▸ SOURCE EXTRACT
Good things might come to those who wait, but even better things often come to those who wait longer. Find proof at the Friday showcase of this month’s Slow Meat symposium (June 20 to 22), a gathering of 100 ranchers, butchers, chefs, and other culinary professionals from around the world looking for ways to improve our meat system with more sustainable, healthier, and increasingly humane practices. The showcase, which will feature demonstrations and tastings—as well as a whole bison butchering—is the only part of the conference open to the public ($100, slowfoodusa.org). Fortunately, Colorado boasts plenty of meat industry professionals who embrace the principles of slow meat year-round. Meet a few of them.

▸ WHAT TO DO
Copy out the entire Slow Meat passage above, word for word. The records don't figure in this at all.

▸ PROVIDED INFORMATION
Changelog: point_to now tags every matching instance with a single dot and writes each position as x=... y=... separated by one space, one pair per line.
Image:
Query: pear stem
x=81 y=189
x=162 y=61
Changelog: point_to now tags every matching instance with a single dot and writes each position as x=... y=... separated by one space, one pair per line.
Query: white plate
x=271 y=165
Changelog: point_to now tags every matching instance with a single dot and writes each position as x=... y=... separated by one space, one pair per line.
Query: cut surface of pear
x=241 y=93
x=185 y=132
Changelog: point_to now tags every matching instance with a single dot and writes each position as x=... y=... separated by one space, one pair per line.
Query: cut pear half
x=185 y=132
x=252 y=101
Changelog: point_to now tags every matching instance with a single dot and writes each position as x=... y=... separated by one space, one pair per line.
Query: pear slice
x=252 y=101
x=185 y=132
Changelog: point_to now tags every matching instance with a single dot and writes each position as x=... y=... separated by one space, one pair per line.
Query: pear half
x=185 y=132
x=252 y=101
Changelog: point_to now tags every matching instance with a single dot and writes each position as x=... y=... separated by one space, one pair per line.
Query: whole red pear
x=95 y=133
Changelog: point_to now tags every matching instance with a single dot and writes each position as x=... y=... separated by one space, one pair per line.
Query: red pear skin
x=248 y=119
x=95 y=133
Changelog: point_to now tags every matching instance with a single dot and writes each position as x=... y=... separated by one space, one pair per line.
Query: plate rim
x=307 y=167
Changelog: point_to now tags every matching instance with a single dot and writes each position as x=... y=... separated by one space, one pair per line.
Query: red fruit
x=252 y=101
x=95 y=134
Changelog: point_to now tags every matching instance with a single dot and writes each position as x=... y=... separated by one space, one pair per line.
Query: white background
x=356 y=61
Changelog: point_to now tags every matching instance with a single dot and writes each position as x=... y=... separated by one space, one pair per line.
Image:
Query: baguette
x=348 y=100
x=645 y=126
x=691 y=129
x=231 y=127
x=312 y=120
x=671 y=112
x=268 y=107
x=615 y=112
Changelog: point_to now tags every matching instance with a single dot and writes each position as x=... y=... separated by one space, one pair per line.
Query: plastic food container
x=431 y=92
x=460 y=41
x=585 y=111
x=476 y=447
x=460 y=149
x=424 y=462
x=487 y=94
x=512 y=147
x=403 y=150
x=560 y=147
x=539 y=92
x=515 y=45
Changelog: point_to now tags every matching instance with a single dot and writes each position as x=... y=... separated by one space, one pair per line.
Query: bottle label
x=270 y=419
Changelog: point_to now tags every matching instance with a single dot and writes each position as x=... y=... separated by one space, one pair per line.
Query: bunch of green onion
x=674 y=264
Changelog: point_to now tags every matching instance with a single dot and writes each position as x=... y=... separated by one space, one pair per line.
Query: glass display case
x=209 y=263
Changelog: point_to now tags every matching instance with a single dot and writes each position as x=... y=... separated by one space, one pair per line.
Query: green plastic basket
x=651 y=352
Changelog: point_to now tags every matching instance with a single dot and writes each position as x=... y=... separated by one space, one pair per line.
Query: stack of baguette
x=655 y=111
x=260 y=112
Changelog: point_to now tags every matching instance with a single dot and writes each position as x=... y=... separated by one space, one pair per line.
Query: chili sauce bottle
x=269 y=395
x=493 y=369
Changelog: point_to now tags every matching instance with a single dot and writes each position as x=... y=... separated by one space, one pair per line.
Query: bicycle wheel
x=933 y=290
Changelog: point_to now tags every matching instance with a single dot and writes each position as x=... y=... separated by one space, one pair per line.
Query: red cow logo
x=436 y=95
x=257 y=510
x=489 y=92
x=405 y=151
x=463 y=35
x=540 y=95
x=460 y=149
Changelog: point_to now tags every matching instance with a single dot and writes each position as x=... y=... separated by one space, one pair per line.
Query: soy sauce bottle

▸ EXERCISE ANSWER
Good things might come to those who wait, but even better things often come to those who wait longer. Find proof at the Friday showcase of this month’s Slow Meat symposium (June 20 to 22), a gathering of 100 ranchers, butchers, chefs, and other culinary professionals from around the world looking for ways to improve our meat system with more sustainable, healthier, and increasingly humane practices. The showcase, which will feature demonstrations and tastings—as well as a whole bison butchering—is the only part of the conference open to the public ($100, slowfoodusa.org). Fortunately, Colorado boasts plenty of meat industry professionals who embrace the principles of slow meat year-round. Meet a few of them.